EXERCISE INSTRUCTIONS.
1. In the North Sentinel Island text, in what year did an East India Company ship first sight the islanders?
2. Copy out the part of the North Sentinel Island text that opens with the words containing "Survival International is" and closes with "have been documented.", keeping every word and mark unchanged.

TEXT FOR ANALYSIS.
----------

This was to ensure the tribe’s desire not to be contacted is respected and to protect them from exploitation, violence and diseases to which they have no immunity. The island is guarded by the Indian navy round the clock.

North Sentinel Island is a territory of the Indian government alongside Andaman Island gifted to the country by the British colonialists upon independence.

The North Sentinel Island in the Indian Ocean.
The North Sentinel Island in the Indian Ocean.
Image: SCREENGRAB

Savage aggression

In 1896, an escaped convict from Andaman Island’s Port Blair prison veered off to North Sentinel Island in a makeshift raft. A search party of prison warders found him dead days later – shot with arrows and his throat slit.

On January 26, 2006, the tribe killed two Indian fishermen whose boat drifted off to the island as they slept overnight, reportedly from heavy drinking.

Other fishermen who witnessed the incident said the tribesmen hacked the fishermen to death then hang their bodies on poles seemingly to warn other would be intruders.

The most recent tragic incident was in November 2018 when John Allen Chau, a 27-year-old American missionary journeyed to the island with the intent to convert the tribe.

He bribed local fishermen to take him closer to the island from where he kayaked onto the island by himself. Despite warning arrow shots, he continued walking.

Watching from a distance, the fishermen saw the tribesmen tie a robe around his neck and drag him in the sand. Scared, they fled but returned the following day to find his body on the seashore.

 “This tragedy should never have been allowed to happen. The Indian authorities should have been enforcing the protection of the Sentinelese and their island for the safety of both the tribe and outsiders,” Survival International director Stephen Corry said in a statement on November 21, 2018.

Survival International is a lobby group that exposes atrocities committed against indigenous tribes and fights for their survival and protection of their lands, lives and livelihoods.

A Sentinelese woman collects coconuts gifted to them.
A Sentinelese woman collects coconuts gifted to them.
Image: SCREENGRAB

More peculiar behaviours of the tribe have been documented.

Their first sighting was in 1771 when an East India Company ship observed numerous lights on the shores of North Sentinel Island but did not venture close enough to investigate.

Almost a century later in 1867, severe monsoon winds pushed an Indian merchant ship towards the island prompting an arrow attack from the islanders.

The crew of the vessel managed to fend off the attackers with crude weapons until the Royal Navy came to their rescue. The abandoned shipwreck can still be seen via Google Earth to date.

The British revisited the island in 1880 and discovered an abandoned village. They kidnapped six of the tribesmen – an elderly couple and four children. They all fell ill upon exposure to the outside world at Port Blair; the couple died.

British Royal Navy officer Maurice Vidal Portman returned the children to the island with gifts. He regretted the venture.

----------

RECORDS SHOWN.

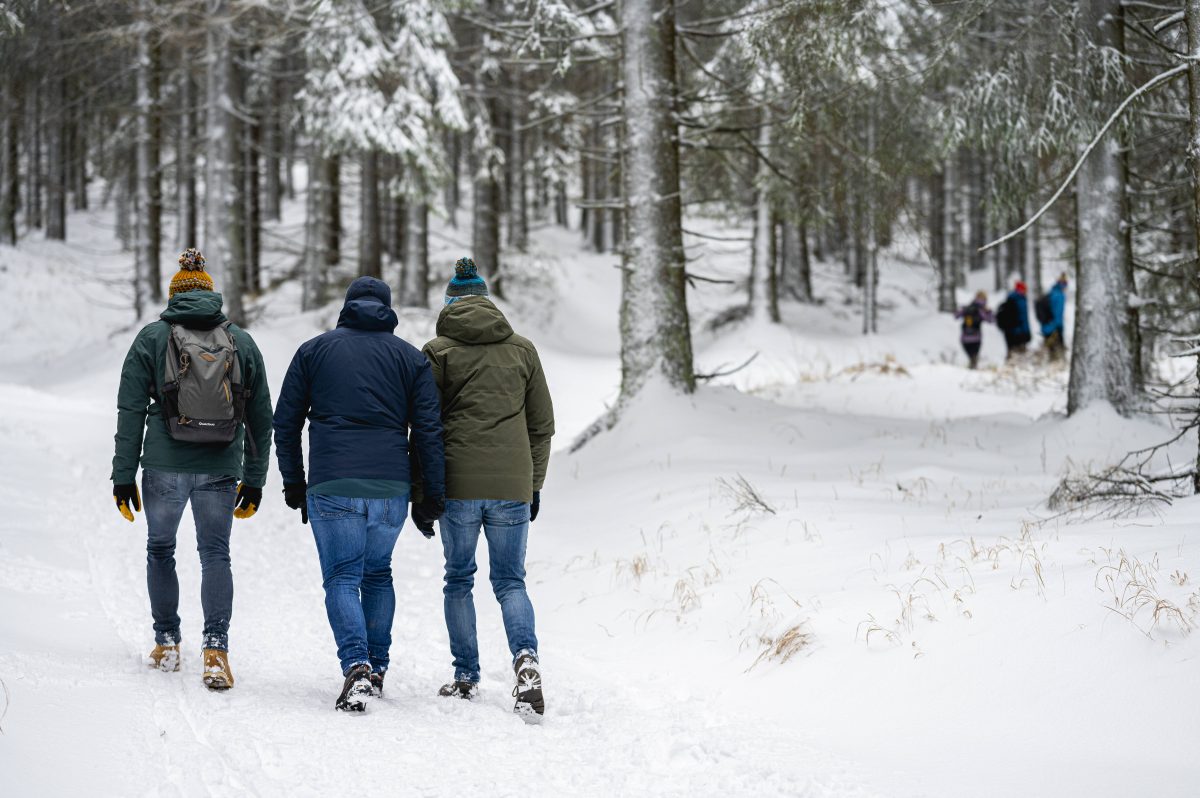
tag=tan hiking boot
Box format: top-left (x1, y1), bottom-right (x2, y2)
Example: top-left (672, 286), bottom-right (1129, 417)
top-left (204, 648), bottom-right (233, 690)
top-left (150, 644), bottom-right (179, 673)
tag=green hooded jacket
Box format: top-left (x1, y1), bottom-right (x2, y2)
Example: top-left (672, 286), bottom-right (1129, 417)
top-left (113, 290), bottom-right (271, 487)
top-left (422, 296), bottom-right (554, 502)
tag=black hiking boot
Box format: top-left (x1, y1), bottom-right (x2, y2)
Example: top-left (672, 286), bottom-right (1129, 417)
top-left (512, 649), bottom-right (546, 722)
top-left (438, 679), bottom-right (479, 701)
top-left (371, 671), bottom-right (386, 698)
top-left (334, 664), bottom-right (372, 712)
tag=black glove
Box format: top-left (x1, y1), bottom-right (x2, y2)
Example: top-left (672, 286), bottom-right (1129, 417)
top-left (283, 482), bottom-right (308, 523)
top-left (413, 496), bottom-right (446, 539)
top-left (113, 482), bottom-right (142, 523)
top-left (233, 482), bottom-right (263, 518)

----------

RESPONSES TO THE EXERCISE.
1. 1771

2.
Survival International is a lobby group that exposes atrocities committed against indigenous tribes and fights for their survival and protection of their lands, lives and livelihoods.

A Sentinelese woman collects coconuts gifted to them.
A Sentinelese woman collects coconuts gifted to them.
Image: SCREENGRAB

More peculiar behaviours of the tribe have been documented.